[Task description] Change every "thickest part" in the material below to "widest part", and leave everything else as it is.

[Records to use]
** START **

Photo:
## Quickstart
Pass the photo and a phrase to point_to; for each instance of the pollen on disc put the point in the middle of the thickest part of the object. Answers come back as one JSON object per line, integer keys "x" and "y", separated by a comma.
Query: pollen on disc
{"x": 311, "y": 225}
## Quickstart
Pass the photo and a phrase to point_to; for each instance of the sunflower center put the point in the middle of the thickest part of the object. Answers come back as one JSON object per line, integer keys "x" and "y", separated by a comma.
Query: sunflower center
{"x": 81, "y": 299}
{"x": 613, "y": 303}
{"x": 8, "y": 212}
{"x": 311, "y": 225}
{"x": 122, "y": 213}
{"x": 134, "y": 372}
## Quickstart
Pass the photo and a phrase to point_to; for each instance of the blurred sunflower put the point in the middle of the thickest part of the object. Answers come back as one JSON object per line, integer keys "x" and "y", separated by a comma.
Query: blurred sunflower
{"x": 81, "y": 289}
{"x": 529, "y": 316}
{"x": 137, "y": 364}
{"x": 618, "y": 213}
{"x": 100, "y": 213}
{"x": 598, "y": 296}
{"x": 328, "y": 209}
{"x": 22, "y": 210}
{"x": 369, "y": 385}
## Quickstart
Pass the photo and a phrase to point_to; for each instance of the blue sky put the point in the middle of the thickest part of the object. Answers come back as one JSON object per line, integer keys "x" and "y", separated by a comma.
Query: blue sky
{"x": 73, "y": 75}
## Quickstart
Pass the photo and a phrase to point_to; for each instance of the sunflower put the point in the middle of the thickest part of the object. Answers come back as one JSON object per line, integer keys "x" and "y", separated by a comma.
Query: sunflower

** END **

[In response]
Photo:
## Quickstart
Pass the photo and a phrase to point_to; for each instance of the pollen on disc put the point in the middle of the widest part of the object. Answers come back as one JSON object per line, integer keys "x" and "y", separated by a comma.
Query: pollen on disc
{"x": 311, "y": 225}
## Quickstart
Pass the photo and a phrase to point_to; for each instance of the sunflower center put the point in the middle of the widest part of the object. Answers come back as one JSON object per line, integer keys "x" and "y", separated by a comma.
Query: sunflower center
{"x": 81, "y": 299}
{"x": 613, "y": 303}
{"x": 8, "y": 212}
{"x": 311, "y": 225}
{"x": 122, "y": 213}
{"x": 134, "y": 372}
## Quickstart
Pass the photo and a phrase to point_to; for each instance of the blurred sunflower put the point in the middle of the widest part of the object. Answers come back as one JSON object per line, integer keys "x" and "y", separated by a comma.
Query: blurred sunflower
{"x": 81, "y": 289}
{"x": 529, "y": 316}
{"x": 137, "y": 364}
{"x": 618, "y": 213}
{"x": 100, "y": 213}
{"x": 598, "y": 296}
{"x": 328, "y": 209}
{"x": 22, "y": 210}
{"x": 369, "y": 385}
## Quickstart
Pass the photo and a phrase to point_to; for each instance of the blue sky put the point in the middle of the widest part of the object. Answers come back as one JSON object per line, integer keys "x" and "y", separated by a comma.
Query: blue sky
{"x": 73, "y": 75}
## Quickstart
Pass the photo and a phrase to point_to; for each instance of the sunflower put the point in the middle of the widest part of the object. Answers come back as one JSON object per line, integer keys "x" and "y", separated by a comma.
Query: sunflower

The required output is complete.